● Exercise 1: In the section on adjacency mismatches, why does the query flag an edge when the distance between its two contexts is greater than 0.015? Answer in one to three sentences.
● Exercise 2: According to the section on adjacency mismatches, what must be done with records whose separation exceeds 0.015 m?
● Exercise 3:
Using the section on adjacency mismatches, decide whether each statement below agrees with it. Answer yes or no, and quote the words that decide it.
(a) The query checks only edges whose relation type is over or under.
(b) The tolerance threshold in the query's WHERE clause is 0.01 m.
(c) The query joins the contexts table to both the superior and the inferior context of each edge.

● Given passage:
= = = = =

2.3 Spatial Adjacency vs. Recorded Relation Mismatch
Stratigraphic edges must reflect physical adjacency. A mismatch occurs when a recorded over/under relationship lacks spatial contact within tolerance.
SELECT e.edge_id, e.superior_id, e.inferior_id,
ST_Distance(a.geom, b.geom) AS separation_m
FROM stratigraphic_edges e
JOIN contexts a ON e.superior_id = a.context_id
JOIN contexts b ON e.inferior_id = b.context_id
WHERE ST_Distance(a.geom, b.geom) > 0.015 -- Tolerance threshold
AND e.relation_type IN ('over', 'under');
Records exceeding 0.015 m separation require field verification or spatial snapping via ST_Snap(geom, target_geom, 0.01).

= = = = =

● Data extract:

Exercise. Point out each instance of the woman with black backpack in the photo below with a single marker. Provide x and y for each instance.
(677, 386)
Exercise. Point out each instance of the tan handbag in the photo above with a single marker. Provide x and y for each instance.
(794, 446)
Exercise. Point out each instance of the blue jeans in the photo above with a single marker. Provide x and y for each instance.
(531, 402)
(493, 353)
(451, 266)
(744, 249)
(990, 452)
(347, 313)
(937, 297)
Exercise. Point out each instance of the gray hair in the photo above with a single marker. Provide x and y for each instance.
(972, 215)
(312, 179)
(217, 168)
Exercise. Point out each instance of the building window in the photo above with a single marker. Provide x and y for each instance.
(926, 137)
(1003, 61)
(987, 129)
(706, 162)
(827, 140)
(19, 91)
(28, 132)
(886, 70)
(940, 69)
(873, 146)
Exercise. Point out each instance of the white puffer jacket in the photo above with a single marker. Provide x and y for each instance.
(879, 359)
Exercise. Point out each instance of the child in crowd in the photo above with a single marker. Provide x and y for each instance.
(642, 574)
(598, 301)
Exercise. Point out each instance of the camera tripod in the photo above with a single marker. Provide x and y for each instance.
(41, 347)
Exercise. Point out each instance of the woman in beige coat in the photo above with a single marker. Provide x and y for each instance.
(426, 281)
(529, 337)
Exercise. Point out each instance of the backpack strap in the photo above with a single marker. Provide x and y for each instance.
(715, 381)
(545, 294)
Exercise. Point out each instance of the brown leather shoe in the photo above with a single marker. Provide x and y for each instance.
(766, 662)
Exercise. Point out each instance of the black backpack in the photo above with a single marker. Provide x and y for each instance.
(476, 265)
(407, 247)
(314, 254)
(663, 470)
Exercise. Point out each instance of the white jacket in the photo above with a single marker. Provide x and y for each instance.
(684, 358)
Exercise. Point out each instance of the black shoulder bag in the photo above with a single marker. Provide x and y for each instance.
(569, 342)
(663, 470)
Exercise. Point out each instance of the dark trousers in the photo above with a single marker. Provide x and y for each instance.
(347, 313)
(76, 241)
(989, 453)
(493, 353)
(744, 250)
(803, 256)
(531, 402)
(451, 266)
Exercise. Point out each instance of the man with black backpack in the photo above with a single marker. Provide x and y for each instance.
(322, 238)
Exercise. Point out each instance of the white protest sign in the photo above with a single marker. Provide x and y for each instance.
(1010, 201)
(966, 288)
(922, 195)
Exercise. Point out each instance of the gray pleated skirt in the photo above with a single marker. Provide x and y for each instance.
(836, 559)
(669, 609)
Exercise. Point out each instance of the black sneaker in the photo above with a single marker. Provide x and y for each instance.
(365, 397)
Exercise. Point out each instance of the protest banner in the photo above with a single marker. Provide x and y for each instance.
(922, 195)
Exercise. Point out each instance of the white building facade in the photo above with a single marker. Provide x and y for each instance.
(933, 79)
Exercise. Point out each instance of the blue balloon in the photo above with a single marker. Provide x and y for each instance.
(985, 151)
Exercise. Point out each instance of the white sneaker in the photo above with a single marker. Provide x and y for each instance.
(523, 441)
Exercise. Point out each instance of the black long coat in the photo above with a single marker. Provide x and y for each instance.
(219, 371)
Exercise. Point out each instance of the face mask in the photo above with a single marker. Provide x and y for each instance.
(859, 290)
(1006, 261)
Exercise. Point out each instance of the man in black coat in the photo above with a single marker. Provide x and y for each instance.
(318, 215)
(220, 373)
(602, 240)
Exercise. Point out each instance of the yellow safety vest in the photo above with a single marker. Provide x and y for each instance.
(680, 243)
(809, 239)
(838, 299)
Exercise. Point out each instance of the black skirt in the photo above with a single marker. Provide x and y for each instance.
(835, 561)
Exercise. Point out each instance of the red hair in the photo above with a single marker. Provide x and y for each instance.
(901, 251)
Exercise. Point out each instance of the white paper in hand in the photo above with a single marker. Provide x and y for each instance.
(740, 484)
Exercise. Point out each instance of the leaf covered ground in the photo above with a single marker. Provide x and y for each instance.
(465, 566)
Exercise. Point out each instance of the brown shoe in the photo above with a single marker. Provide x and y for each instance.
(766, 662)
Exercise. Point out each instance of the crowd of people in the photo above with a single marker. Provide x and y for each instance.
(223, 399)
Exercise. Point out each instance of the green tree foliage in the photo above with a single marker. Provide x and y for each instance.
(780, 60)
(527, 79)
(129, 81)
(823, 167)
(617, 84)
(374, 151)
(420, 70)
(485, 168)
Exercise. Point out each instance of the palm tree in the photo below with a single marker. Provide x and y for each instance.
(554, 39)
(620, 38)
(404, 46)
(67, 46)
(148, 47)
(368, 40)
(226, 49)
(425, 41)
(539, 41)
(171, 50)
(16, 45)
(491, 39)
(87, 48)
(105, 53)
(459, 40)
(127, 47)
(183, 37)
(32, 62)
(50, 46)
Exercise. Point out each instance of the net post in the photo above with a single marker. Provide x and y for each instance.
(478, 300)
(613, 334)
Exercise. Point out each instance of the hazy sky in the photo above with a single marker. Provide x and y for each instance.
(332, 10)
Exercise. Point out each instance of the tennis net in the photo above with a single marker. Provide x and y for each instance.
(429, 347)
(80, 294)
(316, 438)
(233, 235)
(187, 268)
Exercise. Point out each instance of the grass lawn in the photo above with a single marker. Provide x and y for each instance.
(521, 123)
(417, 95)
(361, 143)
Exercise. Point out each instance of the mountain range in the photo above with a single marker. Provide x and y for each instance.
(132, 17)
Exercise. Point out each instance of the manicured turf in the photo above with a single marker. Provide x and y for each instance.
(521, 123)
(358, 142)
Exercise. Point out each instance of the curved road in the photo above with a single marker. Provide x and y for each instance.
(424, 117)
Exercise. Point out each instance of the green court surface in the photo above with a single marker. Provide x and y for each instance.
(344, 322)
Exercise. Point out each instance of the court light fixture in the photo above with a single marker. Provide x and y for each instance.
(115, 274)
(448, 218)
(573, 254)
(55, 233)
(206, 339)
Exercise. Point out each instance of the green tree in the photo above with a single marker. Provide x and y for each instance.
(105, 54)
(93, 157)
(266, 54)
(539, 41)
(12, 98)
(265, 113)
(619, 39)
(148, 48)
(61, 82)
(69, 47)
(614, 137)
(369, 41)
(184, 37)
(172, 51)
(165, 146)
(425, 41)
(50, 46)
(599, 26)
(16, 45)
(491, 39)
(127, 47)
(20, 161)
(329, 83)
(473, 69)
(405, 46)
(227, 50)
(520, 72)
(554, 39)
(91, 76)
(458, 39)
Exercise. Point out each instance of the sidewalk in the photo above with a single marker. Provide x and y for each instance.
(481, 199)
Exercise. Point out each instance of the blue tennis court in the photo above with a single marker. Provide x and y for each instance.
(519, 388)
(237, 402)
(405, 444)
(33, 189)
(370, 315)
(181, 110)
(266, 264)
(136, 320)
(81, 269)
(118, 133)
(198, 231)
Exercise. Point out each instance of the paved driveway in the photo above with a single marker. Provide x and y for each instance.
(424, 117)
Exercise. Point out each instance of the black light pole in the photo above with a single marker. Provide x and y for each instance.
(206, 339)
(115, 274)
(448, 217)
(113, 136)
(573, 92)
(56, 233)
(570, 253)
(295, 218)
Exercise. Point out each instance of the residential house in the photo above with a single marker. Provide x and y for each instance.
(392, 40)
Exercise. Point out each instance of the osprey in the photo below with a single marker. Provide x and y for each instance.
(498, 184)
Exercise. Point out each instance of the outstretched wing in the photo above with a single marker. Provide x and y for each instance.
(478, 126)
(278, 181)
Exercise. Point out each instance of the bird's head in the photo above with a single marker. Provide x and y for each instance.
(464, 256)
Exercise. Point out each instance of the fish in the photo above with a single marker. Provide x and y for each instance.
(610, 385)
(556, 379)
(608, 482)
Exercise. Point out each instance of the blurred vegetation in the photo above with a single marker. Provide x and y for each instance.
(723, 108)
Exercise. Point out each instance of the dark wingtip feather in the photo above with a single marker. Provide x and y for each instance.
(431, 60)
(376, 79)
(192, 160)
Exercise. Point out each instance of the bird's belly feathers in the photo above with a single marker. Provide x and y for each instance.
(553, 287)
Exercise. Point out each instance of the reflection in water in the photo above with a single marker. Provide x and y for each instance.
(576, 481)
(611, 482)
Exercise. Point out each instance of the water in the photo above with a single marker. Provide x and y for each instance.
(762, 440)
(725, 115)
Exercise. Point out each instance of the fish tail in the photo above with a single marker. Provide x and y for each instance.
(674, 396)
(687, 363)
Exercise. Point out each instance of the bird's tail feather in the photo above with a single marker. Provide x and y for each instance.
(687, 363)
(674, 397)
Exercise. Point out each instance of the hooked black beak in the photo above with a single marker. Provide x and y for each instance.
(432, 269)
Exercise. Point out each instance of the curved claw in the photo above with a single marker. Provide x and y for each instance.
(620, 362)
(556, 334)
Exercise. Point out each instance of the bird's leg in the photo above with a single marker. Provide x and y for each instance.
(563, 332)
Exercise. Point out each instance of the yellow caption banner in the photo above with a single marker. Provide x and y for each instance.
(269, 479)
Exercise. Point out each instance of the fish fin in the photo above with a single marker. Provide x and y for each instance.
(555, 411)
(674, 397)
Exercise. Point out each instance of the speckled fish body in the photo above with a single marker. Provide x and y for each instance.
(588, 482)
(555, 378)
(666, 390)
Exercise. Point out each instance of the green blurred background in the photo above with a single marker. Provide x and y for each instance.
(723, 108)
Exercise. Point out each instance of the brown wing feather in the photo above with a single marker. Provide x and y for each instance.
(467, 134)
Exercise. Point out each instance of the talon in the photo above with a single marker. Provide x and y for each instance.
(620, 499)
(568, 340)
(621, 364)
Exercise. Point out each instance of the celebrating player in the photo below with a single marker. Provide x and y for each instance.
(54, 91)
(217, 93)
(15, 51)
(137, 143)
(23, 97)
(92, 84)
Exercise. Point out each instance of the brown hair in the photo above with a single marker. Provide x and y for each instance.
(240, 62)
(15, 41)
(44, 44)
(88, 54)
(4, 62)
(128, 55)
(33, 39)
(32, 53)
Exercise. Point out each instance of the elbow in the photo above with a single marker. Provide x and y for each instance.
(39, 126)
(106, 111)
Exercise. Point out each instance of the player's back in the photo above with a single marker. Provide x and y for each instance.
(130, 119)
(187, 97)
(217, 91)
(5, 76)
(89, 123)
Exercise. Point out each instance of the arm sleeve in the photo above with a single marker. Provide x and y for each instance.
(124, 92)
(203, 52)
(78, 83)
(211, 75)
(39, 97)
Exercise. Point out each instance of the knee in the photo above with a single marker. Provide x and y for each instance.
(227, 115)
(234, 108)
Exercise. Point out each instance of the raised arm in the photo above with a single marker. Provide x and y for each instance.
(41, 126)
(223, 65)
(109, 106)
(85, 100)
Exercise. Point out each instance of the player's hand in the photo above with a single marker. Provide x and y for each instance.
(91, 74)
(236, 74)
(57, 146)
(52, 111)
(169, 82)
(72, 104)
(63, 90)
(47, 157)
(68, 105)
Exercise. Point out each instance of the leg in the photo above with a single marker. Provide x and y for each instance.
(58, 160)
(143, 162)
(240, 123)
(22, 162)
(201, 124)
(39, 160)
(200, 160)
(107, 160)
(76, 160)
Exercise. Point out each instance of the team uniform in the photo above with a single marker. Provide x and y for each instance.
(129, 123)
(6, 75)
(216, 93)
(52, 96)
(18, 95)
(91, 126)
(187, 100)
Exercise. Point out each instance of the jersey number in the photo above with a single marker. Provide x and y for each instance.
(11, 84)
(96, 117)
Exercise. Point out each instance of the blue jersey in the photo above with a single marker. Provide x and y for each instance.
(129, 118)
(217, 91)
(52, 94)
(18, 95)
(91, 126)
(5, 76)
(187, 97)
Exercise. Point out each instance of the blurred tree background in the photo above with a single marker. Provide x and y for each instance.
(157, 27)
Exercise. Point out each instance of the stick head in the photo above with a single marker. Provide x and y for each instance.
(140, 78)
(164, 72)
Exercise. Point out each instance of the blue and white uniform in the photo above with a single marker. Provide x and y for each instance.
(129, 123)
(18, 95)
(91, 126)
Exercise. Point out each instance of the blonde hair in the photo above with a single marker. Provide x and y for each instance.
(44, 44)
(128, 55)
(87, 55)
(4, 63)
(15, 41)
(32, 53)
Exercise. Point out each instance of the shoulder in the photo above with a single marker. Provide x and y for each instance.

= = = = =

● Output 1: Stratigraphic edges must reflect physical adjacency. A recorded over/under relationship between contexts that are not in spatial contact within the tolerance is a mismatch. Any distance over 0.015 therefore marks an edge whose recorded relation lacks that contact.

● Output 2: They require field verification or spatial snapping via ST_Snap(geom, target_geom, 0.01).

● Output 3:
(a) Yes: "AND e.relation_type IN ('over', 'under');"
(b) No: "WHERE ST_Distance(a.geom, b.geom) > 0.015 -- Tolerance threshold"
(c) Yes: "JOIN contexts a ON e.superior_id = a.context_id" and "JOIN contexts b ON e.inferior_id = b.context_id"